**Exercise data**

====

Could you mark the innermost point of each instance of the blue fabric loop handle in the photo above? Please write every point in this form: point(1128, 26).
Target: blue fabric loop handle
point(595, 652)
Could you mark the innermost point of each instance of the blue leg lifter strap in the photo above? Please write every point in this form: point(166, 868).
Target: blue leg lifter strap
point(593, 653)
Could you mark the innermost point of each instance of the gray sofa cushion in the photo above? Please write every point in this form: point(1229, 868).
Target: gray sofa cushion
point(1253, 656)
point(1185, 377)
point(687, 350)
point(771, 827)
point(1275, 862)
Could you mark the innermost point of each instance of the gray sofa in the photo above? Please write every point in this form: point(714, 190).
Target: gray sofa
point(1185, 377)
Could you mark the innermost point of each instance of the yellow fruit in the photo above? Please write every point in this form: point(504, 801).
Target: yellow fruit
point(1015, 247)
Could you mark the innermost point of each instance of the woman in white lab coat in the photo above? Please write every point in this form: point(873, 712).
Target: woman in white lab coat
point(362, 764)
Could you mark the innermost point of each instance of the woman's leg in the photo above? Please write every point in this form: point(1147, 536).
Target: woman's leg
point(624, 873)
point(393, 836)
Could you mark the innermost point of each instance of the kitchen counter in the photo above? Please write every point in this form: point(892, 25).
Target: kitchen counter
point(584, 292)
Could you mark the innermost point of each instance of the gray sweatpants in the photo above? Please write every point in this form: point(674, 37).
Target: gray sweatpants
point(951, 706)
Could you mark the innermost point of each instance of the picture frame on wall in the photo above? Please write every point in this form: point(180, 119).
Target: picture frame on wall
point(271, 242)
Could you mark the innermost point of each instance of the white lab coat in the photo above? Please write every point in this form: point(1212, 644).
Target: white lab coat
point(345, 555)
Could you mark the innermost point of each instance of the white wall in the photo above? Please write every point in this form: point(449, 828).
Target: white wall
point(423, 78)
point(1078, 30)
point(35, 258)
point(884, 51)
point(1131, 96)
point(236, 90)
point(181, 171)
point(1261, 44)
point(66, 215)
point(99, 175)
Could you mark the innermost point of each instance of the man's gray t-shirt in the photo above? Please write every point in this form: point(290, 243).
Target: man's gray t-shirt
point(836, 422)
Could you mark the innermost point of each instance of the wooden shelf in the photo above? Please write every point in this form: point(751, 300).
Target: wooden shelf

====

**What to do**
Print out all of the records above, word for word.

**Solution to this problem**
Could you mark the innermost point of each instance of the blue fabric loop handle in the photo above? Please write every point in this form: point(1128, 26).
Target: blue fabric loop handle
point(595, 652)
Could you mark the innermost point of each instance of the blue leg lifter strap in the photo above? Please write every point in this form: point(166, 868).
Target: blue leg lifter strap
point(593, 653)
Could you mark the innermost point of each instance of the gray sofa cushion in the photo above? Please write every point in this form: point(1229, 868).
Target: gray sofa cushion
point(1253, 656)
point(1185, 377)
point(687, 350)
point(771, 827)
point(1275, 862)
Could you mark the innermost point of each instance of the gray sofa in the photo above? Please write every point in this form: point(714, 190).
Target: gray sofa
point(1185, 377)
Could you mark the innermost point of each instance of the yellow fruit in the photo above? Please write every point in this form: point(504, 801).
Target: yellow fruit
point(1015, 247)
Could you mark the innermost point of each instance of the woman in white lab coat in the photo above? Please write every point in this form: point(873, 712).
Target: woman in white lab coat
point(362, 764)
Could you mark the innermost point of each instance of the woman's leg in the photo above? Please write every point in this form: point(1147, 536).
Target: woman's leg
point(624, 873)
point(393, 836)
Could you mark the innermost point of each instance of the kitchen counter in the photo above? Please write every point in this form: point(892, 25).
Target: kitchen counter
point(584, 292)
Could you mark the innermost point of each instance of the gray sweatpants in the photo above? Please write every point in this form: point(674, 37).
Target: gray sweatpants
point(951, 706)
Could you mark the innermost point of each instance of the picture frame on wall in the photo above? Please write every point in this form: point(180, 119).
Target: picture frame on wall
point(271, 242)
Could you mark the innermost point of each instance of the white lab coat in the photo above? Please write every point in this form: point(1212, 644).
Target: white lab coat
point(345, 555)
Could you mark the innermost point of each instance of the white wall in the photo above? Please write every point in this form: point(449, 828).
Target: white wall
point(423, 78)
point(1078, 30)
point(35, 258)
point(884, 51)
point(1131, 96)
point(236, 90)
point(181, 171)
point(1261, 44)
point(66, 215)
point(99, 175)
Could you mark the innermost point of each instance of the man's gray t-shirt in the photo above? Please write every point in this form: point(290, 243).
Target: man's gray t-shirt
point(836, 422)
Could you mark the innermost point of each instance of the wooden shelf in the photo above? Please write every point in this form: point(751, 300).
Target: wooden shelf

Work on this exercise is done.